EXERCISE DIRECTIONS: Set down the line that has "the lighthouse dome" and each line beneath it, through the last line of the entries, exactly and with no others.

[Saved entries]
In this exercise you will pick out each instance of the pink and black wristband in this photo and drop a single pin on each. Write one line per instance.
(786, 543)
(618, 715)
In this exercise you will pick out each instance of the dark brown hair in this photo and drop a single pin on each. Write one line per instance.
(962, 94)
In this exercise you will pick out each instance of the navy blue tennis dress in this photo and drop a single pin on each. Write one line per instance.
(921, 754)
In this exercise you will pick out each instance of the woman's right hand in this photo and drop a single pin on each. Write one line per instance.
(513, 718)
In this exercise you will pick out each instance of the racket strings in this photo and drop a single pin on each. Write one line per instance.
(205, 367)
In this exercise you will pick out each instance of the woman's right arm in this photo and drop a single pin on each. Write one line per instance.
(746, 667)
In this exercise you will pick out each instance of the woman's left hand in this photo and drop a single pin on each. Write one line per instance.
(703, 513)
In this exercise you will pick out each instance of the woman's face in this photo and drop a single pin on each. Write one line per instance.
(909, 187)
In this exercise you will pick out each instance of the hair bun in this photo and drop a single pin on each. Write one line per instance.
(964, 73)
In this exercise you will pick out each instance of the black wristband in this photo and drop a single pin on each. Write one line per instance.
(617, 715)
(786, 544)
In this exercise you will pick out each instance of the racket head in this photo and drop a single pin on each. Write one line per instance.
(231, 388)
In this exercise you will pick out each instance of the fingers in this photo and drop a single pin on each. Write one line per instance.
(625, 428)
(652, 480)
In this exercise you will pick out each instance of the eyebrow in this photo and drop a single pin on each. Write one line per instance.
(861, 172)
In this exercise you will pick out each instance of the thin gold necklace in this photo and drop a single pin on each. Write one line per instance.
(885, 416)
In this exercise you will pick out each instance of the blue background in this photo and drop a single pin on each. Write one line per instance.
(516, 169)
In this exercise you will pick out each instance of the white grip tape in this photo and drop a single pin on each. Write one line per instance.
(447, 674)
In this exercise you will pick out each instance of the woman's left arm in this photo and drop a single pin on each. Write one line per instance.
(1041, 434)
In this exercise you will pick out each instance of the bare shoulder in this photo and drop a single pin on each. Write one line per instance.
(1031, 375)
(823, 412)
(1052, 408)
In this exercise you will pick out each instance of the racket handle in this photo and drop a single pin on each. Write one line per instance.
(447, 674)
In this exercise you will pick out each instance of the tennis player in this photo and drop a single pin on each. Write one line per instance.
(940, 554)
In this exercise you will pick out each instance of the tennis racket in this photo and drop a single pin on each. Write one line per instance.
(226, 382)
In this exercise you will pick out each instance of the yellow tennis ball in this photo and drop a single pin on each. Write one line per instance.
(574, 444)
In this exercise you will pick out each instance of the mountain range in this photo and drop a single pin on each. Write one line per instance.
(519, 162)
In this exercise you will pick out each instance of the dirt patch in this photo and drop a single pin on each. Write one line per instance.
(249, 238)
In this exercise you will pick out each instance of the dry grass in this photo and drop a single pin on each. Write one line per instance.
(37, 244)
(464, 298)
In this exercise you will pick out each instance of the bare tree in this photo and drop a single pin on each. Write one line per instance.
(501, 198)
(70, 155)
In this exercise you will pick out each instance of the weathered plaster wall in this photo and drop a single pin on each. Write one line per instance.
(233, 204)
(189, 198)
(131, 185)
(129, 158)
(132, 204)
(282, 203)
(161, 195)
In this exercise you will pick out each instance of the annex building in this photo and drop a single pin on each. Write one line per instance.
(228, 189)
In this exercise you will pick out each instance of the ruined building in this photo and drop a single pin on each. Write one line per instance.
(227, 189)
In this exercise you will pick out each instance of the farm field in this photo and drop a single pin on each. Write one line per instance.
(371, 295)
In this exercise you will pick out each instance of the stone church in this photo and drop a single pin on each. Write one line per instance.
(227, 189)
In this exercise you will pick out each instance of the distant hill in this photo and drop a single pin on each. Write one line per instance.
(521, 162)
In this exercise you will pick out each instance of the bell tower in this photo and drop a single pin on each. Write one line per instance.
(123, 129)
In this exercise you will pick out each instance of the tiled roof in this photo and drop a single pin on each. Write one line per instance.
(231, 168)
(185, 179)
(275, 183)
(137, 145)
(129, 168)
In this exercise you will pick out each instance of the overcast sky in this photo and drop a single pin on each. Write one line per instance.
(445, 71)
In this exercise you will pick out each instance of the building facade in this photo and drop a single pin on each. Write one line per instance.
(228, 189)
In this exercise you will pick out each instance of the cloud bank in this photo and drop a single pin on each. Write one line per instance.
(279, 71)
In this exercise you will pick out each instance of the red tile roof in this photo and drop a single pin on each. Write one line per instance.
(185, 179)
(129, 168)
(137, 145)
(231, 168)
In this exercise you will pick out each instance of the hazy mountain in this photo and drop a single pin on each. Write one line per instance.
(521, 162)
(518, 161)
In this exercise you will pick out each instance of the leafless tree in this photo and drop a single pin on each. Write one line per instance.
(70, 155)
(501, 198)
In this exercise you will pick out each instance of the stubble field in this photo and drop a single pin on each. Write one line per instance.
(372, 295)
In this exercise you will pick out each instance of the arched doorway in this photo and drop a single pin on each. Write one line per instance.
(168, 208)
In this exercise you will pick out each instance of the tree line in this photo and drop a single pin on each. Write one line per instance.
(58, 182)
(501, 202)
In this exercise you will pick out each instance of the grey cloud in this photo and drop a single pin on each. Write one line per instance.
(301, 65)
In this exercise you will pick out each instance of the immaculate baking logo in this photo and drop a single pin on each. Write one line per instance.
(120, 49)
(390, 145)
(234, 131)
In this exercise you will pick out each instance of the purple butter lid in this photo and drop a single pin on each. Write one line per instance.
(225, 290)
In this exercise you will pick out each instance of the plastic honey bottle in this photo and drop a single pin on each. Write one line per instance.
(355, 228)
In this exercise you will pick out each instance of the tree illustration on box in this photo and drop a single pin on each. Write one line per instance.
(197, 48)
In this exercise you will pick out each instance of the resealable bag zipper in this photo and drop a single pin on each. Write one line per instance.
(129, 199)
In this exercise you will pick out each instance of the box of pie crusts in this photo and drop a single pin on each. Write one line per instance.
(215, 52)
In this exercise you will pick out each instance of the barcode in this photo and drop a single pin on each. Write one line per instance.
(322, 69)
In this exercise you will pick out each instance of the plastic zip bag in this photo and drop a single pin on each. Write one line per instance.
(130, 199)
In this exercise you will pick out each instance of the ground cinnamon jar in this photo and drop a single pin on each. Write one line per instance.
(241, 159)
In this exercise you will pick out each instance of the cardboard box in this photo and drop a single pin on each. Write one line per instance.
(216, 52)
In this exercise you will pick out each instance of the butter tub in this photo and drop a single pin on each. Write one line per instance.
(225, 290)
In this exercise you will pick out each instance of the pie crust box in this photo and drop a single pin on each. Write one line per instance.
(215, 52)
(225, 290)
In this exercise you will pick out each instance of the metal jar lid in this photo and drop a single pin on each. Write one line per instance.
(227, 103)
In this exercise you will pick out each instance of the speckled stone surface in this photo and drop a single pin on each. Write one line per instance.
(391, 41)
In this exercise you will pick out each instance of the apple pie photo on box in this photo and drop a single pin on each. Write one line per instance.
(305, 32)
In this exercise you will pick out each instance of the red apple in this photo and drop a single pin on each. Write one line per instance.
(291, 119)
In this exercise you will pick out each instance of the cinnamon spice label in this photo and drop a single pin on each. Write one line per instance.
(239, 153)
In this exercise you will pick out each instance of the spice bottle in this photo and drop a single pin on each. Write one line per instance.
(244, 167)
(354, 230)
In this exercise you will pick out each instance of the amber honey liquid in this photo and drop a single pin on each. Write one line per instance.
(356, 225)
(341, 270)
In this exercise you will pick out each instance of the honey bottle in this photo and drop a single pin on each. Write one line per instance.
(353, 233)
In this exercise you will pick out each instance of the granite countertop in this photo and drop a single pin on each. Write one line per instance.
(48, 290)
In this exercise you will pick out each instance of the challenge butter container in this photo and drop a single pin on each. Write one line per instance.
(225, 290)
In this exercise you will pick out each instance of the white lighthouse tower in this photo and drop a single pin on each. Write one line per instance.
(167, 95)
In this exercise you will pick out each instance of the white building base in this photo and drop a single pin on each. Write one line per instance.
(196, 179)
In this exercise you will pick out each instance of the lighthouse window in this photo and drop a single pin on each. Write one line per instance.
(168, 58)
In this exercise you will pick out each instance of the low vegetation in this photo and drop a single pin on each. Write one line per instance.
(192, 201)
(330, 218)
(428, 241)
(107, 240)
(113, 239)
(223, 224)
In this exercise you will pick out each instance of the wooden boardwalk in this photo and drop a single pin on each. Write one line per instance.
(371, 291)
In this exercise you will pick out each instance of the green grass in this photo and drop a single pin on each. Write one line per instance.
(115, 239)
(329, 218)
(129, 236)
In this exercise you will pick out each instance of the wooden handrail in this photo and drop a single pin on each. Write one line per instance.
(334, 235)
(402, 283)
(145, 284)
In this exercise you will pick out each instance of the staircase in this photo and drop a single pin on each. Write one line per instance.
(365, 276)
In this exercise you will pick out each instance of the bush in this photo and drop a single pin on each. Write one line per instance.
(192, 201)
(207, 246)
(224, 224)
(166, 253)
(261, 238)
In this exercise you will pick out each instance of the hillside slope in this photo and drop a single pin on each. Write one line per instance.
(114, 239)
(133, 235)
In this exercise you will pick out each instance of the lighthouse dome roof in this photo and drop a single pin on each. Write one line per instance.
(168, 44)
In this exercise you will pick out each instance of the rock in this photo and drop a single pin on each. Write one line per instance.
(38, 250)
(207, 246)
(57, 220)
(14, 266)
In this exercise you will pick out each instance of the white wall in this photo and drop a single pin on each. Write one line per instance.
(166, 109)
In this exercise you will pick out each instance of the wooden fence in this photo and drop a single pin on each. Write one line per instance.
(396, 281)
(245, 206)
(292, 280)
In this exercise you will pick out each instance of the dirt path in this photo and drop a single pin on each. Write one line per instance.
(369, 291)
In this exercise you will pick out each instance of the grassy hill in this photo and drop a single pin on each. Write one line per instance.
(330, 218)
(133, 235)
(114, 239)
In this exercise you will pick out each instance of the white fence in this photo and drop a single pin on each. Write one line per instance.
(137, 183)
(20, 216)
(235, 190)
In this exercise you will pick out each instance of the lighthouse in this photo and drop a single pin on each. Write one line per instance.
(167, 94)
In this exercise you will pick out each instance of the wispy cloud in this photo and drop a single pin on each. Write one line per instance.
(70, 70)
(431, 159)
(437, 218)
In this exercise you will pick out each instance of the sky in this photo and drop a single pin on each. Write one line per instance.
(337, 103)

SOLUTION:
In this exercise you will pick out each instance of the lighthouse dome roof in this photo and drop a single pin on each. Write one line per instance.
(168, 44)
In this exercise you will pick out each instance of the rock in this photo and drop a single pin on each. Write one line per instance.
(38, 250)
(207, 246)
(57, 220)
(14, 266)
In this exercise you will pick out each instance of the white wall in this photo and drop a single pin on each. Write one line per instance.
(166, 109)
In this exercise you will pick out each instance of the wooden fence in this photo and drop a single pin on each. Write one line per instance.
(396, 281)
(245, 206)
(292, 280)
In this exercise you will pick out each instance of the dirt path in this photo and drop a single pin on each. Write one line per instance.
(369, 291)
In this exercise you will pick out each instance of the grassy hill in this photo and drop a single pin on each. Write one line per instance.
(330, 218)
(133, 235)
(114, 239)
In this exercise you will pick out each instance of the white fence in this photo and drop a single pin on each. Write one line per instance.
(137, 183)
(20, 216)
(235, 190)
In this exercise you will pick out each instance of the lighthouse in this photo and drop a single pin on each. Write one line per instance.
(167, 94)
In this exercise you will pick out each instance of the wispy cloud in this photo and drop a single pin on each. Write one line per instance.
(70, 70)
(431, 159)
(437, 218)
In this exercise you will pick out each instance of the sky in this photo and drop a single pin on each. Write one line per instance.
(337, 103)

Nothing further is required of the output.